• [What is needed]:
Starting with the line that contains "Could you point to the white paper" and going on through the line that contains "column 51, row 55", switch "black knob" to "dark knob" in the listing below and give those lines back with nothing else changed. Leave the pictures out of your answer.
* Start Extracted data *
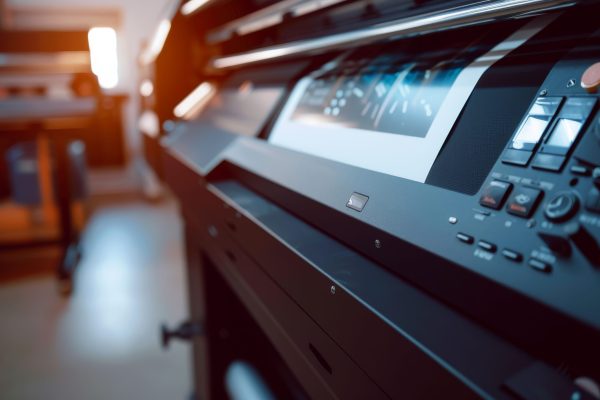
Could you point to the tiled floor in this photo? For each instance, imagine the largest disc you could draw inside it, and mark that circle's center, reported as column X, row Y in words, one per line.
column 102, row 343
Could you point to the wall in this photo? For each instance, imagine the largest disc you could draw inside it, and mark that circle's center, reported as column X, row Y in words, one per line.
column 138, row 19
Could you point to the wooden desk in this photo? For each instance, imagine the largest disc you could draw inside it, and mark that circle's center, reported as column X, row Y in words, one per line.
column 54, row 124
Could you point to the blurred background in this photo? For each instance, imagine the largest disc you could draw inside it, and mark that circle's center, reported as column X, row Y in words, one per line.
column 91, row 255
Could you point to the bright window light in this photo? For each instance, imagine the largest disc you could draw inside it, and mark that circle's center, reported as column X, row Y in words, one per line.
column 146, row 88
column 103, row 55
column 192, row 6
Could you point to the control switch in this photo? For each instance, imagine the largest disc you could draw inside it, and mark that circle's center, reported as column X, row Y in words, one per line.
column 523, row 201
column 495, row 194
column 584, row 241
column 562, row 207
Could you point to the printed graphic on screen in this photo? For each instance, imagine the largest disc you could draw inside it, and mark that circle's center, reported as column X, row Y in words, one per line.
column 385, row 95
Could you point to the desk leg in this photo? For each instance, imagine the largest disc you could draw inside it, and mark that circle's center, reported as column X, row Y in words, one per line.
column 69, row 240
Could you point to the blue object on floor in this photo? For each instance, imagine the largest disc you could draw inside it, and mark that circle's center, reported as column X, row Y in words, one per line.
column 24, row 172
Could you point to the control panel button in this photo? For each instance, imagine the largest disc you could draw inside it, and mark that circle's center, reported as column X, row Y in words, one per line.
column 590, row 80
column 523, row 201
column 580, row 170
column 592, row 201
column 495, row 194
column 540, row 265
column 578, row 108
column 487, row 246
column 548, row 162
column 512, row 255
column 463, row 237
column 516, row 157
column 584, row 241
column 562, row 206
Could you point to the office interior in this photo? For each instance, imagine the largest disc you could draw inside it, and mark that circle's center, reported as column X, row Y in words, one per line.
column 300, row 199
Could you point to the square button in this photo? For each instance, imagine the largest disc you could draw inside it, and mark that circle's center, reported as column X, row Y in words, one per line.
column 494, row 194
column 516, row 157
column 523, row 201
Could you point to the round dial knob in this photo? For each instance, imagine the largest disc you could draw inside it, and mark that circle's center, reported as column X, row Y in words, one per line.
column 562, row 206
column 590, row 80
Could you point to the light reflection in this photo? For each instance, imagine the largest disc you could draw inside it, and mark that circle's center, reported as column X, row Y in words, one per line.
column 192, row 6
column 194, row 102
column 146, row 88
column 103, row 56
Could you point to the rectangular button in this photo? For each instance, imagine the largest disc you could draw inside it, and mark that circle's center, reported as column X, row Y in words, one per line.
column 548, row 162
column 487, row 246
column 512, row 255
column 592, row 201
column 539, row 265
column 357, row 201
column 523, row 201
column 580, row 170
column 516, row 157
column 578, row 108
column 495, row 194
column 463, row 237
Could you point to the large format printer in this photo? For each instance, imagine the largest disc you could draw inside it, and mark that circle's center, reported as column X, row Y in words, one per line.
column 391, row 199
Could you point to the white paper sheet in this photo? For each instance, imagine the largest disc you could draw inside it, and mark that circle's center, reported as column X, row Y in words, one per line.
column 399, row 155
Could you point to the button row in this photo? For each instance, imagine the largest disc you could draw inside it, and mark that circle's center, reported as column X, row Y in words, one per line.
column 489, row 247
column 521, row 203
column 509, row 254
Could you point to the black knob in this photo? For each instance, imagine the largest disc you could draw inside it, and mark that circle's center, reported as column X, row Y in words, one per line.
column 562, row 206
column 584, row 241
column 187, row 330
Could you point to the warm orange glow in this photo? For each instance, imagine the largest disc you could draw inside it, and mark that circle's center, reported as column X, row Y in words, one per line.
column 157, row 42
column 146, row 88
column 194, row 102
column 192, row 6
column 103, row 56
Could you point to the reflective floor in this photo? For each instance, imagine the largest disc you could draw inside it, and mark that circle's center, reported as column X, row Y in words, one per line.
column 102, row 343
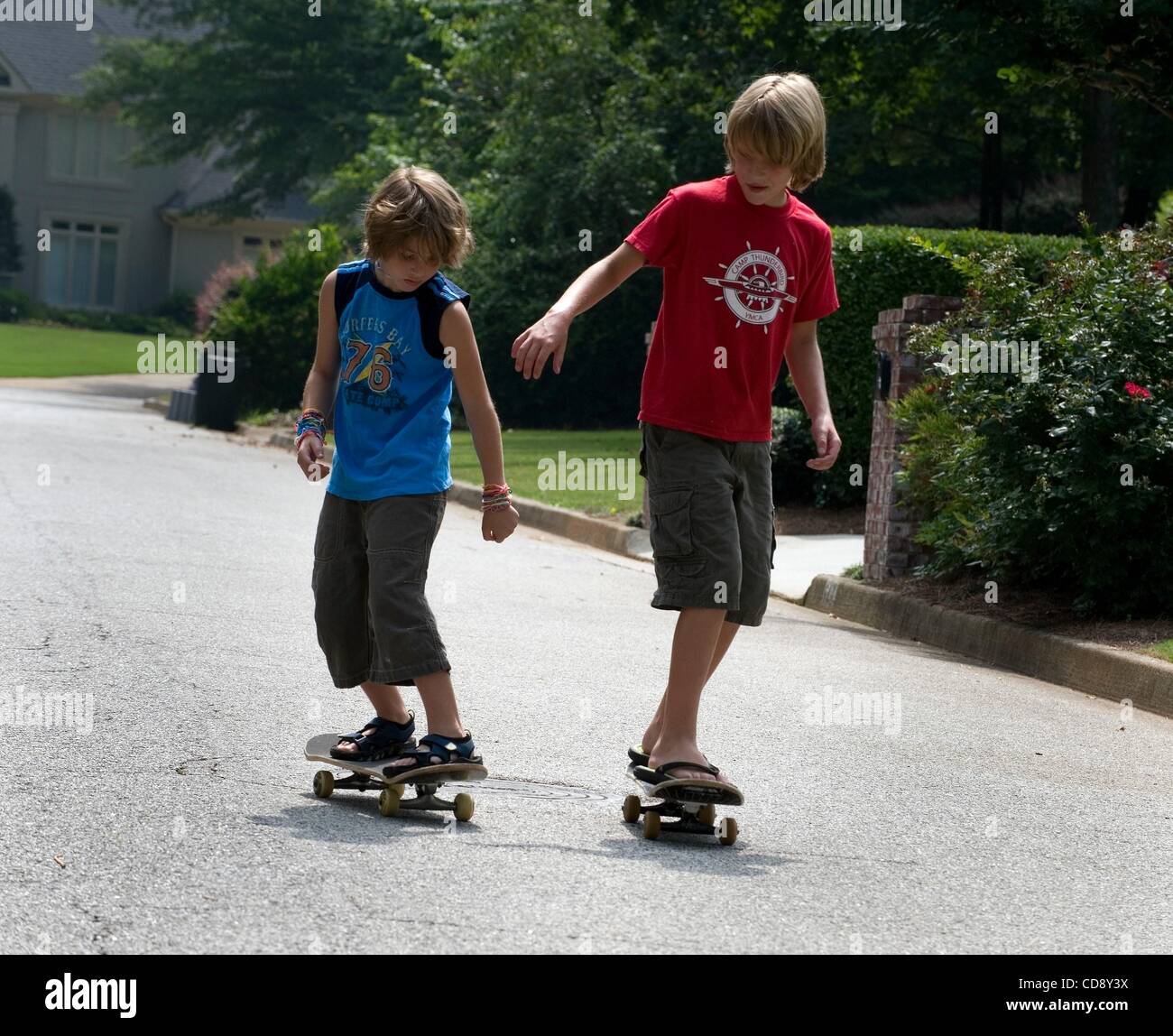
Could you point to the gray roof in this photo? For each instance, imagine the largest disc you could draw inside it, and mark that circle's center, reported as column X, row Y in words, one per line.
column 202, row 182
column 50, row 58
column 51, row 55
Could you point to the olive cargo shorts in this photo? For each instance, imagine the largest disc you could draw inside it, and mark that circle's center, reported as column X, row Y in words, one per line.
column 370, row 566
column 712, row 523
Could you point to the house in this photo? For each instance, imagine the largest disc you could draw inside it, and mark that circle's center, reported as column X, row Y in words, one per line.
column 120, row 237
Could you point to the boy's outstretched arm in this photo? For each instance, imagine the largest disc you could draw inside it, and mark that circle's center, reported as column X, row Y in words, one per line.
column 460, row 344
column 805, row 364
column 548, row 337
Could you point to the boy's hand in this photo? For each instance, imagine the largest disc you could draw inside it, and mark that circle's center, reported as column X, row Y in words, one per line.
column 309, row 458
column 538, row 343
column 826, row 442
column 499, row 523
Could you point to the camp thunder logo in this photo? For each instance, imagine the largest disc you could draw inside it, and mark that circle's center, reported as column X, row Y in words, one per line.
column 753, row 286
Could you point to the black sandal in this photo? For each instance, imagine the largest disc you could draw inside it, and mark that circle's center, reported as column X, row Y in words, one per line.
column 660, row 773
column 437, row 751
column 386, row 738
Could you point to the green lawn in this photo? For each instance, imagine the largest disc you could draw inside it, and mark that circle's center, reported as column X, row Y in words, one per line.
column 28, row 351
column 524, row 449
column 1164, row 650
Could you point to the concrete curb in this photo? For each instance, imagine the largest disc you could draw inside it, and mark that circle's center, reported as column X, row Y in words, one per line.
column 1105, row 672
column 582, row 528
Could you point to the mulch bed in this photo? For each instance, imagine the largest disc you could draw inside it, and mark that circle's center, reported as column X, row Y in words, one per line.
column 1037, row 609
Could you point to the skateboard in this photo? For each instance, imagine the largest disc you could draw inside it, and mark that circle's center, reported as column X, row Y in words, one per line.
column 692, row 802
column 427, row 781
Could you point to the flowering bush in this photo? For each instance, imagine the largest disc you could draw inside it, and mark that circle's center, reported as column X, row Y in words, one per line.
column 1059, row 474
column 223, row 285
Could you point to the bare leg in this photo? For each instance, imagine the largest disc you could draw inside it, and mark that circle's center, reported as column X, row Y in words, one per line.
column 693, row 644
column 440, row 704
column 387, row 703
column 728, row 632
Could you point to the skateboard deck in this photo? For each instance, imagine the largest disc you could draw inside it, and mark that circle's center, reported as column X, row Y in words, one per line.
column 692, row 802
column 365, row 776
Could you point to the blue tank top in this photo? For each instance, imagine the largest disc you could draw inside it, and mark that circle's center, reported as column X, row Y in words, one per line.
column 391, row 412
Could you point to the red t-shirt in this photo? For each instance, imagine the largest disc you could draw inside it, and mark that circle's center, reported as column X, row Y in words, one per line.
column 738, row 276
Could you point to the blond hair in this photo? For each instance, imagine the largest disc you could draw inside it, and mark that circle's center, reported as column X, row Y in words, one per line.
column 418, row 204
column 781, row 118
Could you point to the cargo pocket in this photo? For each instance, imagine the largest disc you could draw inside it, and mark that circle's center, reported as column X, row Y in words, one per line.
column 398, row 565
column 671, row 532
column 329, row 523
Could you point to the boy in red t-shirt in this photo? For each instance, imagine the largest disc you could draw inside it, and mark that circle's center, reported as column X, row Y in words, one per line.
column 747, row 273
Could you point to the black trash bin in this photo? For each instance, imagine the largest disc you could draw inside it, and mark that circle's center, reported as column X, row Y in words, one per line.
column 215, row 398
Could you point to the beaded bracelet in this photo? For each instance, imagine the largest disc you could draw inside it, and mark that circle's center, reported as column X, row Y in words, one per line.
column 494, row 496
column 311, row 422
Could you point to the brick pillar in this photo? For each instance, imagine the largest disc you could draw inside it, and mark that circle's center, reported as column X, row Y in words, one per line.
column 888, row 547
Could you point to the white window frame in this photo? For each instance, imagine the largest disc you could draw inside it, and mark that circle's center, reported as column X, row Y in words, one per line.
column 120, row 264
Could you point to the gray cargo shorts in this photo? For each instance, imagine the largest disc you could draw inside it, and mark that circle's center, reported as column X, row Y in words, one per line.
column 712, row 523
column 370, row 566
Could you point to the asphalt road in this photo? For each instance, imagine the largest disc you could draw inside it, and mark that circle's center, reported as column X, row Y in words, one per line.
column 165, row 573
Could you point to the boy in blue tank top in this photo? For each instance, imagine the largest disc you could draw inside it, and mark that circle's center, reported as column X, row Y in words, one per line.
column 393, row 337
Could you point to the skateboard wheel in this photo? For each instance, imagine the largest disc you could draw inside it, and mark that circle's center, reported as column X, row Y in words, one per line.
column 324, row 784
column 651, row 826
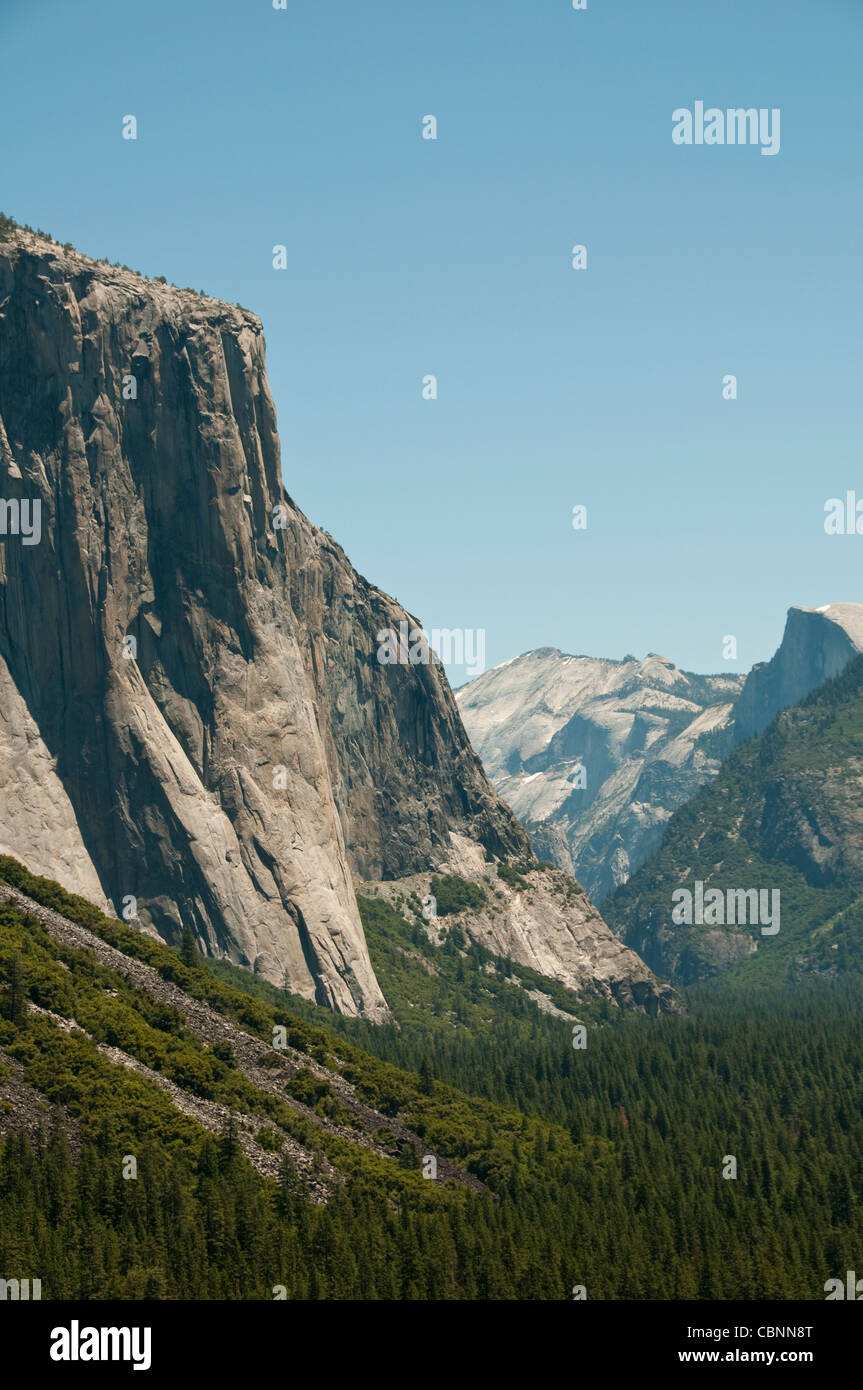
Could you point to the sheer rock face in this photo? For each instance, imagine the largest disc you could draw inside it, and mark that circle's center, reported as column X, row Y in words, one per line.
column 193, row 715
column 816, row 644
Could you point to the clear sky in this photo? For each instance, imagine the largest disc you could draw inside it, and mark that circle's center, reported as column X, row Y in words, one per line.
column 453, row 257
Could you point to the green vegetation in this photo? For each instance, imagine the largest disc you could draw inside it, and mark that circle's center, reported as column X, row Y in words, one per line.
column 455, row 894
column 783, row 813
column 602, row 1166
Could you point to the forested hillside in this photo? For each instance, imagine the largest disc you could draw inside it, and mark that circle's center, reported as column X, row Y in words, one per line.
column 259, row 1168
column 784, row 813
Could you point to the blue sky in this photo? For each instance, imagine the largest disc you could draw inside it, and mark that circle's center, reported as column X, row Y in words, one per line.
column 410, row 256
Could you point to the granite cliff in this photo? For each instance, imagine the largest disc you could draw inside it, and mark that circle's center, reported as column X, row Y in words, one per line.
column 195, row 727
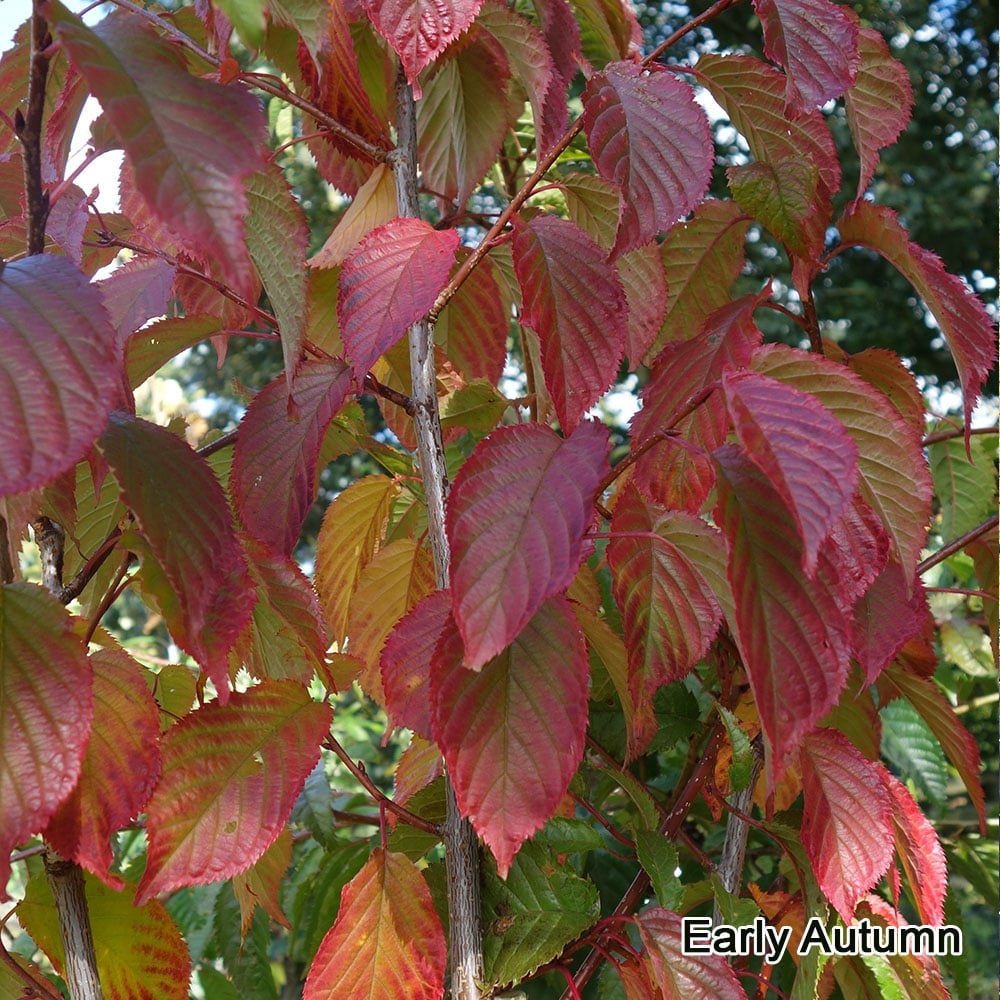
* End Extracted data *
• [Task response]:
Could you point to the white paper sheet in this photo? For each instance, imagine the largest disc you could draw inside it, and mark that circle's center, reported as column X, row Y in words, one per line.
column 399, row 155
Could you point to the button row in this photo? For each instance, imagine the largest disc you could draw inside it, and mark that circle's center, reported as column X, row Y in words, one per line.
column 489, row 247
column 521, row 203
column 509, row 254
Could you point to the dark knob in this photo? For each instance, imagine the largest disc you could draw inside it, and mark that circle's center, reported as column X, row Y in words, one per line.
column 562, row 206
column 584, row 241
column 187, row 330
Could you point to the warm orange glow in this photo? For each instance, imagine the largest disc you could draw inside it, and mark that circle's center, reported as column X, row Y in words, one per line.
column 157, row 42
column 146, row 88
column 194, row 102
column 192, row 6
column 103, row 56
Could you point to the reflective floor in this photo? For each instance, imagine the largest disc you could draw inside it, and mark that circle's center, reported as column X, row Y in words, one per line.
column 102, row 343
Could you point to the gray roof in this photo? For each instance, imagine the largest disc you could draw inside it, and mark that circle's center, reported as column X, row Y in words, one per line.
column 202, row 182
column 50, row 58
column 51, row 55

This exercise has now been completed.